[Stored data entries]
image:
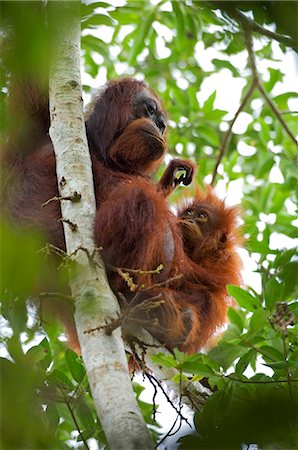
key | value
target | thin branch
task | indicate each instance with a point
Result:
(237, 380)
(277, 113)
(250, 24)
(228, 133)
(73, 417)
(252, 62)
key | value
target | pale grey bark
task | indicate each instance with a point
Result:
(104, 356)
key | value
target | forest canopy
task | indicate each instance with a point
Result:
(225, 73)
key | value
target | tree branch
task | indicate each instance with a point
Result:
(104, 356)
(260, 87)
(251, 25)
(227, 136)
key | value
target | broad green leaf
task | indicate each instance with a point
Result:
(75, 365)
(96, 20)
(208, 104)
(273, 293)
(197, 368)
(60, 379)
(243, 298)
(223, 64)
(139, 42)
(236, 318)
(258, 320)
(164, 360)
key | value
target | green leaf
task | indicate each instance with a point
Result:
(75, 365)
(271, 353)
(244, 361)
(164, 360)
(275, 76)
(258, 320)
(60, 379)
(85, 415)
(223, 64)
(96, 20)
(209, 135)
(208, 104)
(180, 26)
(243, 298)
(236, 318)
(273, 293)
(197, 368)
(139, 42)
(41, 352)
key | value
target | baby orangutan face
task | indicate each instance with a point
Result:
(209, 227)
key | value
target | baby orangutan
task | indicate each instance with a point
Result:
(211, 235)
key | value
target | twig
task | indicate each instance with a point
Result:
(277, 113)
(155, 381)
(237, 380)
(139, 271)
(250, 24)
(73, 226)
(252, 62)
(73, 417)
(228, 133)
(75, 197)
(59, 295)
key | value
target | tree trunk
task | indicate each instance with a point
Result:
(104, 356)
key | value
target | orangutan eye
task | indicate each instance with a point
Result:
(151, 108)
(223, 238)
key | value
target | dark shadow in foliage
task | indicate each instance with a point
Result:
(264, 414)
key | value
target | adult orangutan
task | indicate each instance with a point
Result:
(133, 224)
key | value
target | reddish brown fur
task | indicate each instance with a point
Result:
(133, 222)
(214, 250)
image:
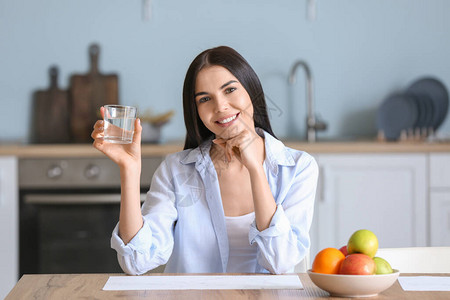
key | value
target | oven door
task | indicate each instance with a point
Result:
(68, 231)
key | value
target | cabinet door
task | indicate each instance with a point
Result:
(8, 225)
(440, 218)
(385, 193)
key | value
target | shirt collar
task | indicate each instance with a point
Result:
(198, 154)
(276, 152)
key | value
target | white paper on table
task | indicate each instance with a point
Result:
(425, 283)
(203, 282)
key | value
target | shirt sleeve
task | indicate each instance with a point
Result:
(153, 243)
(286, 241)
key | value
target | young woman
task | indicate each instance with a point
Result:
(234, 200)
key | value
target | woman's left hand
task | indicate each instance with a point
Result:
(247, 147)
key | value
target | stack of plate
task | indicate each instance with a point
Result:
(424, 105)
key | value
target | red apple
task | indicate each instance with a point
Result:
(357, 264)
(343, 249)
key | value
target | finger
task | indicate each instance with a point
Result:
(137, 131)
(229, 151)
(98, 144)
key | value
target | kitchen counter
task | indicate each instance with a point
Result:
(87, 150)
(89, 286)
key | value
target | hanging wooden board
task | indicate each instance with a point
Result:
(51, 113)
(88, 93)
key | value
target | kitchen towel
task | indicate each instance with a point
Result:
(203, 282)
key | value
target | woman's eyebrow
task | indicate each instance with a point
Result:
(224, 85)
(229, 82)
(200, 93)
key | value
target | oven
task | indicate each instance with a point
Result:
(68, 209)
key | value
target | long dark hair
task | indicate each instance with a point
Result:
(231, 60)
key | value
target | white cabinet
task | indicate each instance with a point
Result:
(385, 193)
(8, 224)
(439, 199)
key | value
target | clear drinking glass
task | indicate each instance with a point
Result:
(119, 123)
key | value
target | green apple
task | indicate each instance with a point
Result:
(382, 266)
(363, 241)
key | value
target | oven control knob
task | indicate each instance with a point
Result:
(54, 172)
(92, 171)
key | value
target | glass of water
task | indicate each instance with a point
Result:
(119, 123)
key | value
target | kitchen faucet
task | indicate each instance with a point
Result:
(312, 124)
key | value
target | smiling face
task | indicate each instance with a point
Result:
(223, 104)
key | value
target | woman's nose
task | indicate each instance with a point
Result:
(221, 104)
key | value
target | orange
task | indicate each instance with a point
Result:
(328, 261)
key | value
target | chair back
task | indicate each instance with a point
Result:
(417, 259)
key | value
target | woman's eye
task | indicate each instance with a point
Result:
(203, 99)
(230, 90)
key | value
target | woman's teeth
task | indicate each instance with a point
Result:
(228, 120)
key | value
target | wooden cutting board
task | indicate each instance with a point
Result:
(51, 113)
(88, 93)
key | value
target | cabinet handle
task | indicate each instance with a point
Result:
(322, 185)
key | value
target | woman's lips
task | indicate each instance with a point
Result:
(228, 121)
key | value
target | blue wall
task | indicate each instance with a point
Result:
(359, 52)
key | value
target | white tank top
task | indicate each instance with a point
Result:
(242, 258)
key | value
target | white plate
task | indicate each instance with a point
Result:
(353, 285)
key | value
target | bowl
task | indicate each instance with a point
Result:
(353, 285)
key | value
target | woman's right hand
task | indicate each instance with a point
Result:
(124, 155)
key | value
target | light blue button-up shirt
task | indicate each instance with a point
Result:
(184, 223)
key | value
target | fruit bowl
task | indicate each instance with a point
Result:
(353, 285)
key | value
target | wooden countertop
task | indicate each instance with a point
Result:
(87, 150)
(89, 286)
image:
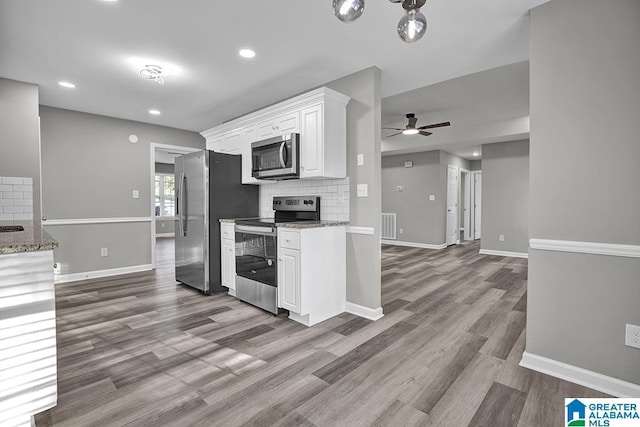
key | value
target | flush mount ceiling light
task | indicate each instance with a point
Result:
(246, 53)
(411, 27)
(152, 72)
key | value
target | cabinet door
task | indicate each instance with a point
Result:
(289, 279)
(228, 264)
(312, 142)
(287, 123)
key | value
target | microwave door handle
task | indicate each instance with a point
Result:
(283, 153)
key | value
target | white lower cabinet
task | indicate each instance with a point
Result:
(312, 273)
(228, 256)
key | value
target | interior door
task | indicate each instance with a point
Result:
(477, 204)
(452, 205)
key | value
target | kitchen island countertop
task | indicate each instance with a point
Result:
(32, 239)
(297, 224)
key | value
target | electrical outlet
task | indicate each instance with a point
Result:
(632, 336)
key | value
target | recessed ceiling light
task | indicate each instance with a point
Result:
(246, 53)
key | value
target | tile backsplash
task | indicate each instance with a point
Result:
(334, 196)
(16, 198)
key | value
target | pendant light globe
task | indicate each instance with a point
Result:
(348, 10)
(412, 26)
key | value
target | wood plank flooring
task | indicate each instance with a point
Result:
(142, 350)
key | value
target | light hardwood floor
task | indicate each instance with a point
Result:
(141, 350)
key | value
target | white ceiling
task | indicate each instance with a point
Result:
(99, 45)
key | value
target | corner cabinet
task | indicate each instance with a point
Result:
(228, 256)
(312, 273)
(320, 116)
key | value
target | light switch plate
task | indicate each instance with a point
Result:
(363, 190)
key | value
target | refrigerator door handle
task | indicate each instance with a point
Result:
(185, 213)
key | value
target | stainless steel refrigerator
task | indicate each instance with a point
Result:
(208, 187)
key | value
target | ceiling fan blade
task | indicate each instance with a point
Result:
(436, 125)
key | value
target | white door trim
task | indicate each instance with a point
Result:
(152, 167)
(448, 206)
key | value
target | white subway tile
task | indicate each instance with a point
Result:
(22, 217)
(23, 188)
(11, 180)
(12, 209)
(11, 195)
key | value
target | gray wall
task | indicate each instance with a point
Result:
(505, 196)
(19, 135)
(584, 182)
(422, 220)
(363, 136)
(89, 169)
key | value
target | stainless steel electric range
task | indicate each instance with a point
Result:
(256, 249)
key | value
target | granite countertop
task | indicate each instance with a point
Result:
(30, 240)
(297, 225)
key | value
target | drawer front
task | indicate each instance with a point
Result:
(228, 231)
(290, 239)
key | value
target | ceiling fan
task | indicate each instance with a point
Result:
(411, 128)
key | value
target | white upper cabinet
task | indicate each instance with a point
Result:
(286, 123)
(320, 116)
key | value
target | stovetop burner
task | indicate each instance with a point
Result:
(289, 209)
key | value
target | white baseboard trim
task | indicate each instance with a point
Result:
(595, 248)
(369, 231)
(65, 278)
(165, 235)
(584, 377)
(95, 220)
(362, 311)
(413, 244)
(504, 253)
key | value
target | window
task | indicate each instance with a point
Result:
(165, 195)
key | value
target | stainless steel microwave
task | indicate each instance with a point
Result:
(276, 158)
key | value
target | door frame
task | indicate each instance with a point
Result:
(472, 232)
(456, 240)
(152, 164)
(465, 180)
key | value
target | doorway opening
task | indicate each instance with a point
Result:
(162, 181)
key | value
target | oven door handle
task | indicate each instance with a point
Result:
(249, 229)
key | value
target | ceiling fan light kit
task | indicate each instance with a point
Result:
(411, 27)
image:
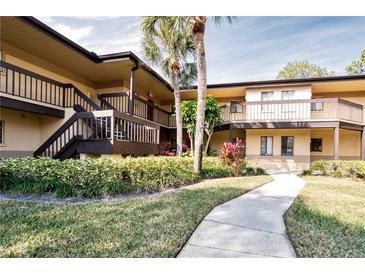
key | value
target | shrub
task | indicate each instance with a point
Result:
(169, 149)
(340, 168)
(229, 152)
(99, 177)
(260, 171)
(306, 172)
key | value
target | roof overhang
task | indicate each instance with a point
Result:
(351, 83)
(35, 37)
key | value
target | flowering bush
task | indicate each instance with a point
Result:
(229, 152)
(229, 156)
(169, 149)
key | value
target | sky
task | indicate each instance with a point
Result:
(253, 48)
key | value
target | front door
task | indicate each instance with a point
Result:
(150, 110)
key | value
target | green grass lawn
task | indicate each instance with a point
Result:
(328, 218)
(141, 227)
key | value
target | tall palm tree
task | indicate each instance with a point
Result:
(168, 43)
(197, 27)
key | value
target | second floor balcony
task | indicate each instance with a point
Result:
(324, 109)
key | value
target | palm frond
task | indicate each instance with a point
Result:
(167, 43)
(218, 20)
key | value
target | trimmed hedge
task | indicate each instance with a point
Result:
(339, 168)
(100, 177)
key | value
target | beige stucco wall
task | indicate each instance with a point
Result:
(21, 133)
(25, 132)
(38, 65)
(219, 137)
(300, 159)
(350, 144)
(300, 92)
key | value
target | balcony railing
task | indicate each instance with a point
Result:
(26, 84)
(98, 126)
(142, 108)
(294, 110)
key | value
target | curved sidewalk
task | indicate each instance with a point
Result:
(251, 225)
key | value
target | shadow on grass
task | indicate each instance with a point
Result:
(143, 227)
(317, 235)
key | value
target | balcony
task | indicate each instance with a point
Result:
(27, 86)
(329, 109)
(141, 108)
(102, 132)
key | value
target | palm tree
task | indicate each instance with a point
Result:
(197, 26)
(168, 43)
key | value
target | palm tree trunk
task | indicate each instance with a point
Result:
(175, 82)
(202, 89)
(191, 144)
(208, 142)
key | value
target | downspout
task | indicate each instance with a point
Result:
(131, 91)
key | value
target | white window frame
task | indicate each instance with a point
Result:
(2, 57)
(2, 132)
(266, 108)
(266, 146)
(290, 107)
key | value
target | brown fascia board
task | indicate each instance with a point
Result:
(286, 81)
(30, 20)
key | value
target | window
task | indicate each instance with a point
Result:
(317, 106)
(266, 96)
(287, 95)
(1, 58)
(316, 144)
(287, 145)
(266, 145)
(236, 107)
(1, 132)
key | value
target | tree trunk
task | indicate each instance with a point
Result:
(208, 142)
(191, 144)
(175, 82)
(202, 89)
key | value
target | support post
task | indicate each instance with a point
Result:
(336, 143)
(131, 91)
(230, 133)
(363, 144)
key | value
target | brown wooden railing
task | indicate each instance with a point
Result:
(314, 109)
(142, 108)
(99, 125)
(118, 101)
(23, 83)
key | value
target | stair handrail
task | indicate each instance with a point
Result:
(87, 100)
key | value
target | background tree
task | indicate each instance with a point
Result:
(212, 119)
(357, 67)
(188, 109)
(168, 43)
(303, 69)
(197, 26)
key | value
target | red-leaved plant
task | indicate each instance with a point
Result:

**What this task involves**
Every line from the top of the entries through the line that holds "target | reddish brown fur" is to be quoted exactly, please, and nothing else; omit the pictures.

**Exercise output**
image:
key | value
target | thin branch
task | indicate each instance with a point
Result:
(237, 380)
(277, 113)
(250, 24)
(228, 133)
(73, 417)
(252, 62)
key | value
target | pale grey bark
task | indicate each instance with a point
Result:
(104, 356)
key | value
target | forest canopy
task | indicate each instance with a point
Result:
(225, 73)
key | value
target | tree branch
task | indicate each instance with a point
Result:
(104, 356)
(260, 87)
(251, 25)
(227, 136)
key | value
target | broad green leaf
task | indicate each instance with a point
Result:
(75, 365)
(96, 20)
(208, 104)
(273, 293)
(197, 368)
(60, 379)
(243, 298)
(223, 64)
(139, 42)
(236, 318)
(258, 320)
(164, 360)
key | value
target | green leaf
task | indicate each instance with a point
Result:
(75, 365)
(271, 353)
(244, 361)
(164, 360)
(275, 76)
(258, 320)
(60, 379)
(85, 415)
(223, 64)
(96, 20)
(209, 135)
(208, 104)
(180, 26)
(243, 298)
(236, 318)
(273, 293)
(197, 368)
(139, 42)
(41, 352)
key | value
target | baby orangutan face
task | indicate each instance with a point
Result:
(209, 227)
key | value
target | baby orangutan
task | indicate each instance with a point
Result:
(211, 235)
key | value
target | twig
task | indicate each instance with a point
Result:
(277, 113)
(155, 381)
(237, 380)
(139, 271)
(250, 24)
(73, 226)
(252, 62)
(73, 417)
(228, 133)
(75, 197)
(59, 295)
key | value
target | tree trunk
task | indicate each instance with a point
Result:
(104, 356)
key | value
target | orangutan eye
task | indicate each instance with a point
Result:
(151, 108)
(223, 238)
key | value
target | dark shadow in foliage
task | indicate each instance with a point
Result:
(264, 414)
key | value
target | adult orangutan
task | indicate each instance with a point
Result:
(133, 224)
key | value
target | reddish brown fur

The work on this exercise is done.